Yesterday, I had an experience I hadn’t entirely anticipated having at this stage of my life: I got fingerprinted by the Cambridge Police Department.
The biotech company where I work part-time is planning to start selling products that require them to have a particularly lethal neurotoxin on premises, as well as some other chemicals that can be used in the creation of narcotics. Those substances will be kept in a secure area, but anyone who has to have access to said area has had to go through a security clearance process that includes having fingerprints on file with the FBI’s bioterrorism unit. As one of the IT guys, I will have to have access to the Chamber Of Death, so off I went to the Cambridge PD at lunchtime. There, in a small room, a young woman firmly took each of my fingers, rolled them on an inkpad, and pressed them onto a pair of cards to be sent to the Feds.
I remarked to her that I was surprised that the process had not gone digital. Digital fingerprinting is actually pretty common these days. She informed me that they do, in fact, have a digital system in the booking area where arrestees are processed because it’s faster and easier, which is key when dealing with uncooperative people, but the traditional ink print is still preferred. The room where she fingerprinted me was only just around the corner from the front entrance of what is a fairly large building, so it must be a common enough procedure to do non-arrest-related prints.

**RECORDS SHOWN:**

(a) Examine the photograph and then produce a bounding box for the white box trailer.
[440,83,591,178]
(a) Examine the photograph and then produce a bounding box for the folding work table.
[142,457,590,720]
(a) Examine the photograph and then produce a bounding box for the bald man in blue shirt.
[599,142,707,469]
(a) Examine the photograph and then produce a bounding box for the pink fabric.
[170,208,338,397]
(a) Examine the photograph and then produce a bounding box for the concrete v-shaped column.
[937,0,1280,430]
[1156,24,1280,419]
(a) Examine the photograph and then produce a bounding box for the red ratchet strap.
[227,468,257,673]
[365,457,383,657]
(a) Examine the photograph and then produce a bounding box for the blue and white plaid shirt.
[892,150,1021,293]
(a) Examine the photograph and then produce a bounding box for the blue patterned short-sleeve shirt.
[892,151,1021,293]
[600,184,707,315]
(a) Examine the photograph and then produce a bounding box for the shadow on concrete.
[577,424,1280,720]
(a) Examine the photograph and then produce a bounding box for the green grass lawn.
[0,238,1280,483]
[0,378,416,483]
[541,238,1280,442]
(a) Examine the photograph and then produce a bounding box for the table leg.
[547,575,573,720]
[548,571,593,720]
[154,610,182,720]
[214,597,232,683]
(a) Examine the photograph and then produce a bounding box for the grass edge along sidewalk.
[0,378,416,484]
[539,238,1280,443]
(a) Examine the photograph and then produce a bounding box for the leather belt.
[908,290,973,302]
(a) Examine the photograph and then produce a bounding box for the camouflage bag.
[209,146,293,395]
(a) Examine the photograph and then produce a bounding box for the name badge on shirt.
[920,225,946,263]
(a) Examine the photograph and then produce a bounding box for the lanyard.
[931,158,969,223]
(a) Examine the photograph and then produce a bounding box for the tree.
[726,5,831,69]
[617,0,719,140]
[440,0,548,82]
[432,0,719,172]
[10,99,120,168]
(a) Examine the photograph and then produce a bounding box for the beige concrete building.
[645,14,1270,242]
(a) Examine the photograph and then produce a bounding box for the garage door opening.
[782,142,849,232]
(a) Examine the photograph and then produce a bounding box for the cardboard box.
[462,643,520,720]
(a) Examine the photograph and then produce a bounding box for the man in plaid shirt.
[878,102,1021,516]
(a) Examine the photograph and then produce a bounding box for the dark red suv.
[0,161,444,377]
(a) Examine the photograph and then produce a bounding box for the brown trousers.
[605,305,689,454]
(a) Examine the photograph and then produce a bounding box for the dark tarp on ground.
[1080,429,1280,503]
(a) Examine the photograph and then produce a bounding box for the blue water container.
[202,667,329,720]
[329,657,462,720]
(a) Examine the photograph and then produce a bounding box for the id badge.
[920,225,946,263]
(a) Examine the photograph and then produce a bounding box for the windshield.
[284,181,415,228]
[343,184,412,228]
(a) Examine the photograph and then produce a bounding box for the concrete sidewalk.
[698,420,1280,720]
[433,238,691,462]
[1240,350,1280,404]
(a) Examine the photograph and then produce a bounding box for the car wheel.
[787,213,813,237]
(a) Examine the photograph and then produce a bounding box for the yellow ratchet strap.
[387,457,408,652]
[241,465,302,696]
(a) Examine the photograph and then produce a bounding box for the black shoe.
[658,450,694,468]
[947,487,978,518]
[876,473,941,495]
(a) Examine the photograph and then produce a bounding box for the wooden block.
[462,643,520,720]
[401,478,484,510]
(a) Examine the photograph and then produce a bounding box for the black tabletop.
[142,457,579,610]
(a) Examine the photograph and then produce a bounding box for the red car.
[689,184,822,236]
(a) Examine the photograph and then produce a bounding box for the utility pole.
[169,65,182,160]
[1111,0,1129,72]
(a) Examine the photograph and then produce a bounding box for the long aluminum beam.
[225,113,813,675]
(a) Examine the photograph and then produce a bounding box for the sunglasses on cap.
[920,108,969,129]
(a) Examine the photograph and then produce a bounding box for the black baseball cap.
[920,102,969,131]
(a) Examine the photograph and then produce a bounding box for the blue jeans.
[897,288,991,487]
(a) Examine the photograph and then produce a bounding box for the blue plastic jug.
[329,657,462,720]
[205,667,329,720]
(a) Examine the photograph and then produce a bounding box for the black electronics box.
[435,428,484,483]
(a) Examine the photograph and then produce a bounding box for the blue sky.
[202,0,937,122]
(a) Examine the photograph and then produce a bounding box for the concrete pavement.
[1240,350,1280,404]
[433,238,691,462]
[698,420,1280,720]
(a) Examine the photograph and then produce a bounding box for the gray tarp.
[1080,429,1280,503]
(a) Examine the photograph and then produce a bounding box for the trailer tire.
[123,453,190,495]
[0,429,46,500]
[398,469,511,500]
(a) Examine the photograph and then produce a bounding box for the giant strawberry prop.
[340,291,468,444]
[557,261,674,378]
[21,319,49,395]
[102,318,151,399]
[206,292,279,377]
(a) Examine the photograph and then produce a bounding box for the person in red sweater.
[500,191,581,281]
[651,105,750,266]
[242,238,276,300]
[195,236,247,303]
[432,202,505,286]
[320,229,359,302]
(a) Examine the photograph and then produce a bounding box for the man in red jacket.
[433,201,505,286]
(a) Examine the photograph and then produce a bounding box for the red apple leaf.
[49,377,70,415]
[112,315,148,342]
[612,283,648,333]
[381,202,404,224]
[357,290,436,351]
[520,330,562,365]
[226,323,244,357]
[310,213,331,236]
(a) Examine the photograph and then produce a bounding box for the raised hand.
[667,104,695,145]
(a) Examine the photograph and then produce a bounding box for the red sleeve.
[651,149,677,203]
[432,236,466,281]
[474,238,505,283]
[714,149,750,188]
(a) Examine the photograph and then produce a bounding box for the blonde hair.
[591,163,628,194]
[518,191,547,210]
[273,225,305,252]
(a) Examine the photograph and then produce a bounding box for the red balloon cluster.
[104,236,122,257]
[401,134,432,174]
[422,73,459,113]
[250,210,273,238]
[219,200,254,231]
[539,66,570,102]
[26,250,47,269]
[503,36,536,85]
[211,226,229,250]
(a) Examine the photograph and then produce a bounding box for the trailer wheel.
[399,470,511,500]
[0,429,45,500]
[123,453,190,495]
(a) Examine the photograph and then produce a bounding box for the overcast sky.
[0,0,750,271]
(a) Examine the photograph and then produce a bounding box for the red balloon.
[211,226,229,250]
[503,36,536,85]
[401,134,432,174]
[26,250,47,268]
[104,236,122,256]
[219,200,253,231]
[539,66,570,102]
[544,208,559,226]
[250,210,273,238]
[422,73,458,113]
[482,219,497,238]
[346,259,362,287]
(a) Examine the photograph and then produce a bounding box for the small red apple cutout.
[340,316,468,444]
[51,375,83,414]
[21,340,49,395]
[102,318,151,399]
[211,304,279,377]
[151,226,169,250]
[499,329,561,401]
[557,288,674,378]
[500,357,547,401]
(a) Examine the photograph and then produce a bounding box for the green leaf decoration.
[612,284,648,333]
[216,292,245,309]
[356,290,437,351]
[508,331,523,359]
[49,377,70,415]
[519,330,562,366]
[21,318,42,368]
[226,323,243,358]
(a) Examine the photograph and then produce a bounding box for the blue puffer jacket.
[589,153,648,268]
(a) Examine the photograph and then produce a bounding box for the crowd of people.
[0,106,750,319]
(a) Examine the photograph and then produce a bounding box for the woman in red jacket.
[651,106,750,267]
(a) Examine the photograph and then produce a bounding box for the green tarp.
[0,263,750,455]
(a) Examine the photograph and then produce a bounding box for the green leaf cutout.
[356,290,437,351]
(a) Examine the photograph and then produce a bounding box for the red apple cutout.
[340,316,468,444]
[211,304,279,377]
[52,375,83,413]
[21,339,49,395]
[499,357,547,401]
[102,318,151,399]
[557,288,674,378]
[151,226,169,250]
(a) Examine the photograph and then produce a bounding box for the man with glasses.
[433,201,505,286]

**EXERCISE:** Copy out the account of getting fingerprinted at the Cambridge Police Department in full, word for word.

**TASK OUTPUT:**
Yesterday, I had an experience I hadn’t entirely anticipated having at this stage of my life: I got fingerprinted by the Cambridge Police Department.
The biotech company where I work part-time is planning to start selling products that require them to have a particularly lethal neurotoxin on premises, as well as some other chemicals that can be used in the creation of narcotics. Those substances will be kept in a secure area, but anyone who has to have access to said area has had to go through a security clearance process that includes having fingerprints on file with the FBI’s bioterrorism unit. As one of the IT guys, I will have to have access to the Chamber Of Death, so off I went to the Cambridge PD at lunchtime. There, in a small room, a young woman firmly took each of my fingers, rolled them on an inkpad, and pressed them onto a pair of cards to be sent to the Feds.
I remarked to her that I was surprised that the process had not gone digital. Digital fingerprinting is actually pretty common these days. She informed me that they do, in fact, have a digital system in the booking area where arrestees are processed because it’s faster and easier, which is key when dealing with uncooperative people, but the traditional ink print is still preferred. The room where she fingerprinted me was only just around the corner from the front entrance of what is a fairly large building, so it must be a common enough procedure to do non-arrest-related prints.